AIM OF THE EXERCISE:
Set down the records exactly as they stand, except for any pictures, which you should omit.
◆ ◆ ◆ ◆ ◆
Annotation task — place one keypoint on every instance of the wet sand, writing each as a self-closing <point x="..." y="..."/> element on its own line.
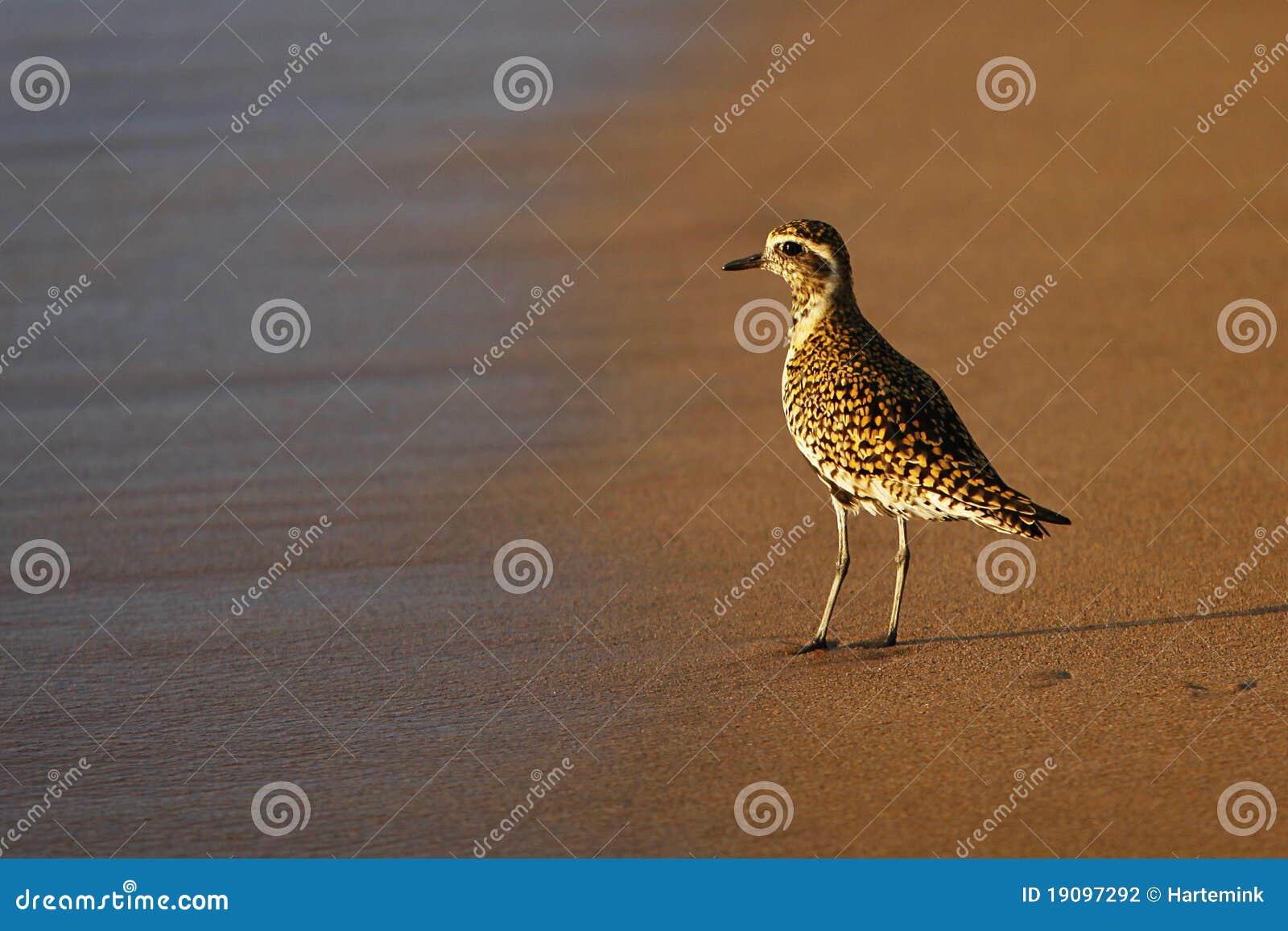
<point x="392" y="678"/>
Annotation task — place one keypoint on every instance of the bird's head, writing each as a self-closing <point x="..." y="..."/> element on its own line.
<point x="809" y="255"/>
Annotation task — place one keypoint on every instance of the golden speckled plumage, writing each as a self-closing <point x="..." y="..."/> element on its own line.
<point x="877" y="429"/>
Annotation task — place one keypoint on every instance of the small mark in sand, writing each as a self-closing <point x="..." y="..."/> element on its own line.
<point x="1049" y="678"/>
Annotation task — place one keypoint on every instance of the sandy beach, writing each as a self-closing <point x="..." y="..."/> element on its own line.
<point x="518" y="334"/>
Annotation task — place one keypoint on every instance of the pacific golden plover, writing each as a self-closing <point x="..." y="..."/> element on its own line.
<point x="879" y="431"/>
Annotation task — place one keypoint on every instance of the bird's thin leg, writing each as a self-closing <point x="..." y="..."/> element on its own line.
<point x="901" y="571"/>
<point x="843" y="563"/>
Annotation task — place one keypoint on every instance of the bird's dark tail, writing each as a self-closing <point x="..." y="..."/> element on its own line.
<point x="1015" y="513"/>
<point x="1047" y="517"/>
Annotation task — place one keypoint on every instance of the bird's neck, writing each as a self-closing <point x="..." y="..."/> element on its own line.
<point x="819" y="304"/>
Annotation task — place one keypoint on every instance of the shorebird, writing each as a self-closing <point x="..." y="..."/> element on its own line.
<point x="880" y="433"/>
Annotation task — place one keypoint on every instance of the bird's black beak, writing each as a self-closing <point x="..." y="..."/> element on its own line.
<point x="744" y="264"/>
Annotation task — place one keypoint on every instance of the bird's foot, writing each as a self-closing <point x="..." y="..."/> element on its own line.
<point x="815" y="644"/>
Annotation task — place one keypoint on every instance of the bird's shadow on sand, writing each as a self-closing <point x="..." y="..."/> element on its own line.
<point x="879" y="649"/>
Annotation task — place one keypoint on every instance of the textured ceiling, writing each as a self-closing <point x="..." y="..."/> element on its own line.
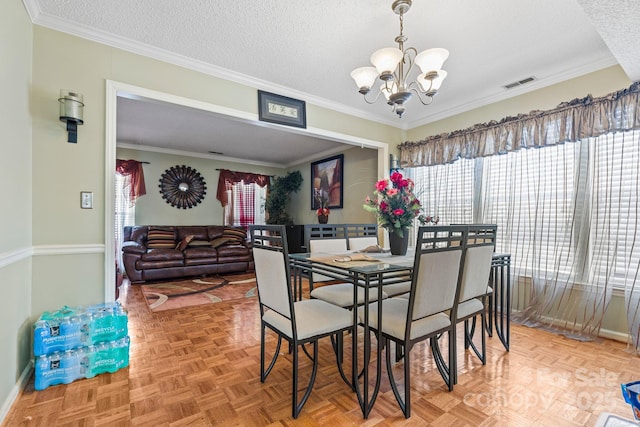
◆ ◆ ◆ ◆ ◆
SOLVED PROBLEM:
Annotation task — place one keypoint on every instance of the wet sand, writing each as a self-closing <point x="..." y="..."/> element on its own line.
<point x="392" y="678"/>
Annotation task — place one keypoint on every instance of the bird's head, writing each as a self-closing <point x="..." y="..."/> element on its own line.
<point x="809" y="255"/>
Annotation task — place one keypoint on every instance of the golden speckled plumage, writing each as a self-closing <point x="..." y="..."/> element on its own line.
<point x="877" y="429"/>
Annotation task — place one keypoint on every instance of the small mark in sand, writing each as a self-closing <point x="..." y="..."/> element on its own line.
<point x="1049" y="678"/>
Annotation task — place one keypoint on every instance of the sandy beach, writing each as a self-closing <point x="..." y="..."/> element on its own line.
<point x="518" y="334"/>
Annotation task — place one keypoint on every instance of the pacific golden plover, writing each as a self-closing <point x="..." y="..."/> element on its own line.
<point x="879" y="431"/>
Annotation task — place one keypoint on every instance of the bird's thin leg, writing each as a self-closing <point x="..." y="..."/> element on its own line.
<point x="901" y="571"/>
<point x="843" y="563"/>
Annotation task — place one keypoint on every instance of the bird's dark tail, writing each as a self-closing <point x="..." y="..."/> element on its own line.
<point x="1015" y="513"/>
<point x="1047" y="517"/>
Annotation task — place one keypoint on every instance of the bird's neck, writing each as a self-closing <point x="..." y="..."/> element on its own line.
<point x="819" y="304"/>
Annotation task — place one keypoint on every instance of the shorebird, writing each as a self-closing <point x="..." y="..."/> element on its own line.
<point x="880" y="433"/>
Annotation task — place one keypoint on every instance of the bird's black beak, writing each as a self-closing <point x="..." y="..."/> element on its own line.
<point x="744" y="264"/>
Annotation task — place one keypoint on every instance of the bird's foot, writing each as a self-closing <point x="..." y="..."/> element on its own line.
<point x="815" y="644"/>
Annotation task — place one keypoint on every instance of the bird's shadow on sand, writing each as a self-closing <point x="..." y="..."/> element on its own line.
<point x="879" y="649"/>
Annotation task — place one keypoint on every instance of the textured ceiling, writing each as a self-closing <point x="..." y="..."/> element on its own line.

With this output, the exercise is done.